**Exercise instructions**
The records below are to be duplicated character for character.

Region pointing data
-- Opening Marker --

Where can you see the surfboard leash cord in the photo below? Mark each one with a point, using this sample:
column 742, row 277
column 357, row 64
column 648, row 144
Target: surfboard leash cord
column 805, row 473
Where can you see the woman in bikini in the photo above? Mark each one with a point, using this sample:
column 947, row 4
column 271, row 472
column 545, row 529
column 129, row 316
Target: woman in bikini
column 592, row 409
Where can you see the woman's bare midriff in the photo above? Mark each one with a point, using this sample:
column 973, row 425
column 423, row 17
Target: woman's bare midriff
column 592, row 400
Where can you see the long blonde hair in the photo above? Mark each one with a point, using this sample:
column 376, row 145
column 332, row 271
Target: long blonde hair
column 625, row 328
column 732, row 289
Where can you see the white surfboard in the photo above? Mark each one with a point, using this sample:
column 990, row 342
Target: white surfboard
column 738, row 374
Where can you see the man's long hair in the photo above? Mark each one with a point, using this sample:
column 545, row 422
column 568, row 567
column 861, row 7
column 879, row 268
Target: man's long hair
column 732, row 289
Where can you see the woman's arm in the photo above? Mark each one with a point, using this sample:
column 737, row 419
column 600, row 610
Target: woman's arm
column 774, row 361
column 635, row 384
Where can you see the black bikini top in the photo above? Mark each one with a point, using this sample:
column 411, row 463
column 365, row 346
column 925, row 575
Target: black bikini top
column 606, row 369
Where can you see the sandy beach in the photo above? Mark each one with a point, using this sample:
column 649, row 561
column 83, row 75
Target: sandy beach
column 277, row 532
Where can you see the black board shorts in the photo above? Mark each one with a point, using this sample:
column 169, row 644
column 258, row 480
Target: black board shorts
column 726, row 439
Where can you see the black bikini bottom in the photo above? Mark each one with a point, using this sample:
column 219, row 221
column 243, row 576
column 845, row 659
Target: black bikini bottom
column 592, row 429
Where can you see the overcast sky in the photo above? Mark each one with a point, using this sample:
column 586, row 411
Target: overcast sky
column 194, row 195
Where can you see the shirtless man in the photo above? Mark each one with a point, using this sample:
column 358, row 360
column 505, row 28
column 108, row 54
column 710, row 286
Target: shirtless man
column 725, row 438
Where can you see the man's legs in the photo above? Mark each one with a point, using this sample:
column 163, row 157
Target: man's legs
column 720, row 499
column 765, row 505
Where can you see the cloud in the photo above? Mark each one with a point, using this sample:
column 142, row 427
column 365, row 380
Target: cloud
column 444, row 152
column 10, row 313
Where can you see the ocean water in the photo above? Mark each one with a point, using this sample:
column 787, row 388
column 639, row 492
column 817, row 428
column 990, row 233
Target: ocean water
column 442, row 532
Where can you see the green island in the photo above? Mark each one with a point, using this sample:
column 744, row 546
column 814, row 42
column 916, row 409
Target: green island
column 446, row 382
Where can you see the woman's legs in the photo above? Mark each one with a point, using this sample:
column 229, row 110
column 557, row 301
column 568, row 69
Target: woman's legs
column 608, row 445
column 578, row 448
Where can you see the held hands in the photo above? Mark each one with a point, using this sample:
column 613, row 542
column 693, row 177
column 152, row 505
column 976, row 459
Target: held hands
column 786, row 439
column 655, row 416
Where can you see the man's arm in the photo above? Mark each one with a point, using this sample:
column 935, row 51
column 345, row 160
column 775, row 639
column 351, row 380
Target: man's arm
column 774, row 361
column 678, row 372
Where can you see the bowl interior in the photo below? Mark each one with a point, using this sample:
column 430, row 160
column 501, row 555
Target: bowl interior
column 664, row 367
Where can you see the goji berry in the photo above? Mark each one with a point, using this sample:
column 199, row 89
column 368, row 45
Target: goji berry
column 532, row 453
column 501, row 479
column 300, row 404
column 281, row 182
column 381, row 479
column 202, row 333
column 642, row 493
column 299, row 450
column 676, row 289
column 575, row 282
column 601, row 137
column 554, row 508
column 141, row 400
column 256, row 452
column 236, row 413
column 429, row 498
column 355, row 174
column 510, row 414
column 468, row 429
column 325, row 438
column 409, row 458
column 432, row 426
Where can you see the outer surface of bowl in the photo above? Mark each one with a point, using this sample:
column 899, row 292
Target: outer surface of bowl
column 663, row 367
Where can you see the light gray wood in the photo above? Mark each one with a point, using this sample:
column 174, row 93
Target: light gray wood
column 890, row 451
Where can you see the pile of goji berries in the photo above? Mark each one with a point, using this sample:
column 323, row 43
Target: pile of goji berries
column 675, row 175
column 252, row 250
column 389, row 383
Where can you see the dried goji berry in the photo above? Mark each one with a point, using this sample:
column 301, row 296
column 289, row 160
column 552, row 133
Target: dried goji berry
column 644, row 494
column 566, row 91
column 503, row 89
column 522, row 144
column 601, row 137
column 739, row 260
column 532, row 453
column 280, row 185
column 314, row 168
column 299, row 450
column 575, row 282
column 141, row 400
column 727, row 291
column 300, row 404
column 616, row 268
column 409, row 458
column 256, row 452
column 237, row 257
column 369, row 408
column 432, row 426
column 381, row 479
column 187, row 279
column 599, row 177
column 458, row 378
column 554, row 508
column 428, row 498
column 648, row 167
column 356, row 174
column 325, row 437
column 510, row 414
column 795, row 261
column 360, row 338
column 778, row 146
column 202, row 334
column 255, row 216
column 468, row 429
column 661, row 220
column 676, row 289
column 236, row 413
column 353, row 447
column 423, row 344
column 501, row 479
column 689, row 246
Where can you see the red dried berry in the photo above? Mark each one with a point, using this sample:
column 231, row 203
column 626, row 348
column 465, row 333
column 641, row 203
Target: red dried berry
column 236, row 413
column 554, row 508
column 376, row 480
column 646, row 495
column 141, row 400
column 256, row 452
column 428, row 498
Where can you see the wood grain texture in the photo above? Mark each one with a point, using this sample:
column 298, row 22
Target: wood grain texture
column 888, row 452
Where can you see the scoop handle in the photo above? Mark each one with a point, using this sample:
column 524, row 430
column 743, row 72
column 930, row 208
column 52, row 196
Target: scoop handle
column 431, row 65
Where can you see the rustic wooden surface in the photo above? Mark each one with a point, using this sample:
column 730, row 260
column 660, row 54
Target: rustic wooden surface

-- Closing Marker --

**Exercise solution**
Where can you see the surfboard leash cord in the photo below? Mark each one with a point, using this sample:
column 742, row 277
column 357, row 64
column 648, row 144
Target: surfboard leash cord
column 805, row 473
Where can you see the woman in bikini in the photo above? Mark each one with a point, using this sample:
column 947, row 4
column 271, row 472
column 545, row 529
column 129, row 316
Target: woman in bikini
column 592, row 409
Where can you see the woman's bare midriff in the photo above? Mark each one with a point, using this sample:
column 973, row 425
column 423, row 17
Target: woman's bare midriff
column 592, row 400
Where can you see the long blonde hair in the photo above? Mark each one with a point, using this sample:
column 376, row 145
column 332, row 271
Target: long blonde hair
column 625, row 328
column 732, row 289
Where can you see the white surfboard in the photo above? Mark each one with a point, using this sample:
column 990, row 342
Target: white surfboard
column 738, row 374
Where can you see the man's long hair in the photo above? Mark each one with a point, using this sample:
column 545, row 422
column 568, row 567
column 861, row 7
column 879, row 268
Target: man's long hair
column 732, row 289
Where can you see the woman's arm in the photo above? Mark each one with a point, using this sample:
column 737, row 419
column 600, row 610
Target: woman's arm
column 774, row 361
column 635, row 384
Where can you see the black bikini top in the photo above? Mark each one with a point, using this sample:
column 411, row 463
column 365, row 346
column 925, row 575
Target: black bikini top
column 606, row 369
Where can you see the sandy beach in the photo above? Mark each one with a point, using this sample:
column 649, row 561
column 83, row 75
Target: sandy beach
column 277, row 532
Where can you see the black board shorts in the photo above? Mark each one with a point, using this sample:
column 169, row 644
column 258, row 480
Target: black board shorts
column 726, row 439
Where can you see the black bikini bottom in the photo above? Mark each one with a point, using this sample:
column 219, row 221
column 243, row 576
column 845, row 659
Target: black bikini bottom
column 592, row 429
Where can you see the overcast sky in the photo above? Mark each one with a point, using this sample:
column 586, row 411
Target: overcast sky
column 194, row 195
Where can you see the shirtless man in the photo above? Mark each one with a point, using this sample:
column 358, row 360
column 505, row 28
column 108, row 54
column 710, row 286
Target: shirtless man
column 725, row 438
Where can you see the man's legs in the photo above? Mark each one with a point, using this sample:
column 163, row 157
Target: man's legs
column 720, row 499
column 765, row 505
Where can you see the cloud in the photo above? Mark each one with a point, using this sample:
column 142, row 427
column 365, row 380
Target: cloud
column 444, row 152
column 10, row 313
Where can you see the ocean water in the photo above? Mark each one with a point, using this sample:
column 787, row 388
column 639, row 492
column 817, row 428
column 990, row 233
Target: ocean water
column 442, row 532
Where can you see the green island in the photo above? Mark each one with a point, using this sample:
column 744, row 546
column 814, row 42
column 916, row 409
Target: green island
column 446, row 382
Where can you see the woman's legs in the photo above? Mark each one with a point, using this sample:
column 229, row 110
column 557, row 301
column 568, row 69
Target: woman's legs
column 608, row 445
column 578, row 448
Where can you see the held hands in the photo above? Mark each one with a point, using this sample:
column 613, row 542
column 693, row 177
column 152, row 505
column 976, row 459
Target: held hands
column 786, row 439
column 655, row 416
Where can you see the man's arm in the photo above? Mark each one with a point, using this sample:
column 935, row 51
column 345, row 160
column 775, row 639
column 351, row 380
Target: man's arm
column 774, row 361
column 678, row 372
Where can you see the bowl interior in the photo below? Mark each one with a point, using this sample:
column 430, row 160
column 501, row 555
Target: bowl interior
column 664, row 367
Where can you see the goji berry in the photo above? Mark each one with a point, using this sample:
column 199, row 89
column 368, row 45
Target: goji berry
column 532, row 453
column 501, row 479
column 300, row 404
column 281, row 182
column 381, row 479
column 202, row 333
column 642, row 493
column 299, row 450
column 676, row 289
column 575, row 282
column 601, row 137
column 554, row 508
column 141, row 400
column 256, row 452
column 236, row 413
column 429, row 498
column 355, row 174
column 510, row 414
column 468, row 429
column 325, row 438
column 409, row 458
column 432, row 426
Where can you see the outer surface of bowl in the photo above? Mark each one with a point, using this sample:
column 899, row 292
Target: outer surface of bowl
column 663, row 367
Where can you see the light gray wood in the photo above? Mark each one with a point, using this sample:
column 174, row 93
Target: light gray wood
column 890, row 451
Where can you see the pile of goji berries in the photo above? Mark each one with a point, using this sample:
column 323, row 43
Target: pile of goji berries
column 675, row 175
column 252, row 250
column 389, row 383
Where can you see the dried goji berry in the photo above? Mark each one with a point, using this sample:
column 301, row 296
column 289, row 160
column 552, row 133
Target: dried goji berry
column 644, row 494
column 566, row 91
column 503, row 89
column 522, row 144
column 601, row 137
column 739, row 260
column 532, row 453
column 280, row 185
column 314, row 168
column 299, row 450
column 575, row 282
column 141, row 400
column 727, row 291
column 300, row 404
column 616, row 268
column 409, row 458
column 256, row 452
column 237, row 257
column 369, row 408
column 432, row 426
column 381, row 479
column 187, row 279
column 599, row 177
column 458, row 378
column 554, row 508
column 428, row 498
column 648, row 167
column 356, row 174
column 325, row 437
column 510, row 414
column 795, row 261
column 360, row 338
column 778, row 146
column 202, row 334
column 255, row 216
column 468, row 429
column 661, row 220
column 676, row 289
column 236, row 413
column 353, row 447
column 423, row 344
column 501, row 479
column 689, row 246
Where can you see the red dried berry in the photo above? Mark each one with a point, using this sample:
column 231, row 203
column 626, row 348
column 465, row 333
column 641, row 203
Target: red dried berry
column 236, row 413
column 554, row 508
column 376, row 480
column 646, row 495
column 141, row 400
column 256, row 452
column 428, row 498
Where can you see the wood grain texture in the photo above? Mark each one with a point, using this sample:
column 298, row 22
Target: wood grain texture
column 888, row 452
Where can you see the scoop handle in the photo above? Mark each one with a point, using this sample:
column 524, row 430
column 743, row 72
column 930, row 208
column 52, row 196
Target: scoop handle
column 431, row 65
Where can you see the rustic wooden surface in the photo above? Mark each one with a point, using this sample:
column 730, row 260
column 660, row 54
Target: rustic wooden surface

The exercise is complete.